■ Your goal ■
Find every line in the items below that contains the word "lawn", and copy each of those lines. Case counts, so a line matches only if the letters have the same capitalization.

• • • • • • •

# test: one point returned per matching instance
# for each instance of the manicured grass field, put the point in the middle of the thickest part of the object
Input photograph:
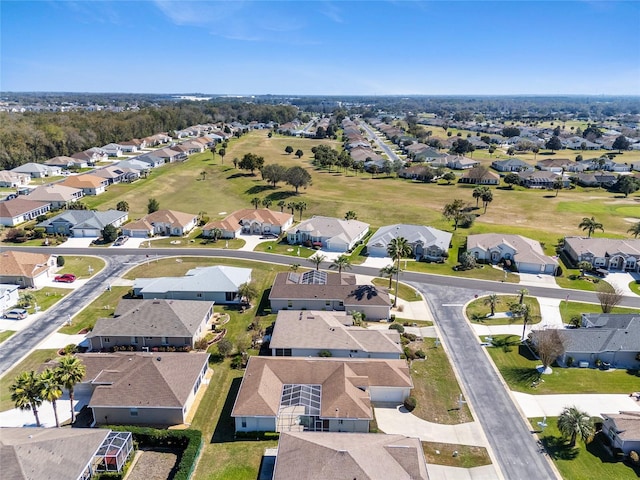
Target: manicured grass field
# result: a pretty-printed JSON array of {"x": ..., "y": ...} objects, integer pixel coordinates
[
  {"x": 583, "y": 461},
  {"x": 31, "y": 362},
  {"x": 517, "y": 367}
]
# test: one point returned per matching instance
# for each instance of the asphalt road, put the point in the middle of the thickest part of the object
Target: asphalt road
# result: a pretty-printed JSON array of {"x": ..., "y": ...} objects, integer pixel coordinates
[{"x": 508, "y": 434}]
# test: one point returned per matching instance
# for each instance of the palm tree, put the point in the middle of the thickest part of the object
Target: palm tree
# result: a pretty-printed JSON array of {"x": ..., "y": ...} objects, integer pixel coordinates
[
  {"x": 341, "y": 263},
  {"x": 388, "y": 272},
  {"x": 573, "y": 422},
  {"x": 590, "y": 225},
  {"x": 317, "y": 259},
  {"x": 26, "y": 393},
  {"x": 492, "y": 300},
  {"x": 635, "y": 230},
  {"x": 398, "y": 247},
  {"x": 71, "y": 370},
  {"x": 51, "y": 390}
]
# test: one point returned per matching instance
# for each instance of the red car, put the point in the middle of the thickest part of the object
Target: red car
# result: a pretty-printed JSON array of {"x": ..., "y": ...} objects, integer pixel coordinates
[{"x": 65, "y": 278}]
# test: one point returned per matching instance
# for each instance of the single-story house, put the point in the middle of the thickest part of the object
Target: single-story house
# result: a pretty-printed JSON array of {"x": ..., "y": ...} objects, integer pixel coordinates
[
  {"x": 148, "y": 324},
  {"x": 306, "y": 333},
  {"x": 333, "y": 234},
  {"x": 623, "y": 430},
  {"x": 142, "y": 388},
  {"x": 606, "y": 253},
  {"x": 89, "y": 184},
  {"x": 60, "y": 196},
  {"x": 427, "y": 243},
  {"x": 19, "y": 210},
  {"x": 283, "y": 394},
  {"x": 162, "y": 222},
  {"x": 527, "y": 254},
  {"x": 83, "y": 223},
  {"x": 610, "y": 338},
  {"x": 320, "y": 290},
  {"x": 217, "y": 284},
  {"x": 25, "y": 269},
  {"x": 313, "y": 455},
  {"x": 11, "y": 179},
  {"x": 37, "y": 170},
  {"x": 257, "y": 221},
  {"x": 62, "y": 453}
]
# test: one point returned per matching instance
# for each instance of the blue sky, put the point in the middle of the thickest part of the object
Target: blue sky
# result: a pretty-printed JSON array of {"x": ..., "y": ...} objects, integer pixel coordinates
[{"x": 321, "y": 47}]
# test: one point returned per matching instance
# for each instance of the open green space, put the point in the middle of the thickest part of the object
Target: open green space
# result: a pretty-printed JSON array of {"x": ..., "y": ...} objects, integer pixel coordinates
[
  {"x": 517, "y": 365},
  {"x": 31, "y": 362},
  {"x": 478, "y": 311},
  {"x": 467, "y": 456},
  {"x": 436, "y": 388},
  {"x": 583, "y": 461}
]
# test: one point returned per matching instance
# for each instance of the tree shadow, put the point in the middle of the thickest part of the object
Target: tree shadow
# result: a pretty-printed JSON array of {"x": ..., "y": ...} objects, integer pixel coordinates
[{"x": 225, "y": 428}]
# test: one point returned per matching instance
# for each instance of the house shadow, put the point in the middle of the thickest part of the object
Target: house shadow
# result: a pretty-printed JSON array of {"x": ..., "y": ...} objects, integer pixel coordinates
[{"x": 225, "y": 428}]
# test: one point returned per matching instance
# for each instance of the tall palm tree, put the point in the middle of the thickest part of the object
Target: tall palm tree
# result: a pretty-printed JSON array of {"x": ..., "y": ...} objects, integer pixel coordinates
[
  {"x": 26, "y": 393},
  {"x": 398, "y": 247},
  {"x": 317, "y": 259},
  {"x": 573, "y": 422},
  {"x": 590, "y": 225},
  {"x": 71, "y": 370},
  {"x": 341, "y": 263},
  {"x": 51, "y": 390},
  {"x": 635, "y": 230},
  {"x": 492, "y": 300}
]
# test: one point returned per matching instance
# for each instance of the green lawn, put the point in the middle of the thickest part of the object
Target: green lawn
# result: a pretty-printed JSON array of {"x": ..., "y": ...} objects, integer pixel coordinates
[
  {"x": 436, "y": 388},
  {"x": 31, "y": 362},
  {"x": 583, "y": 461},
  {"x": 517, "y": 367},
  {"x": 477, "y": 311}
]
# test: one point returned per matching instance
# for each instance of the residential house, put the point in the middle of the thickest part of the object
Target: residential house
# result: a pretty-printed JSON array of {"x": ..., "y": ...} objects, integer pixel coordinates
[
  {"x": 25, "y": 269},
  {"x": 526, "y": 254},
  {"x": 333, "y": 234},
  {"x": 217, "y": 284},
  {"x": 313, "y": 455},
  {"x": 37, "y": 170},
  {"x": 143, "y": 388},
  {"x": 11, "y": 179},
  {"x": 479, "y": 176},
  {"x": 604, "y": 339},
  {"x": 427, "y": 243},
  {"x": 320, "y": 290},
  {"x": 623, "y": 430},
  {"x": 605, "y": 253},
  {"x": 19, "y": 210},
  {"x": 289, "y": 394},
  {"x": 162, "y": 222},
  {"x": 259, "y": 221},
  {"x": 83, "y": 223},
  {"x": 62, "y": 453},
  {"x": 58, "y": 195},
  {"x": 511, "y": 165},
  {"x": 154, "y": 323},
  {"x": 89, "y": 184},
  {"x": 309, "y": 333}
]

• • • • • • •

■ Finished task ■
# for each instance of the green lawn, put the point in the middle of the thickest part of the object
Target: green lawn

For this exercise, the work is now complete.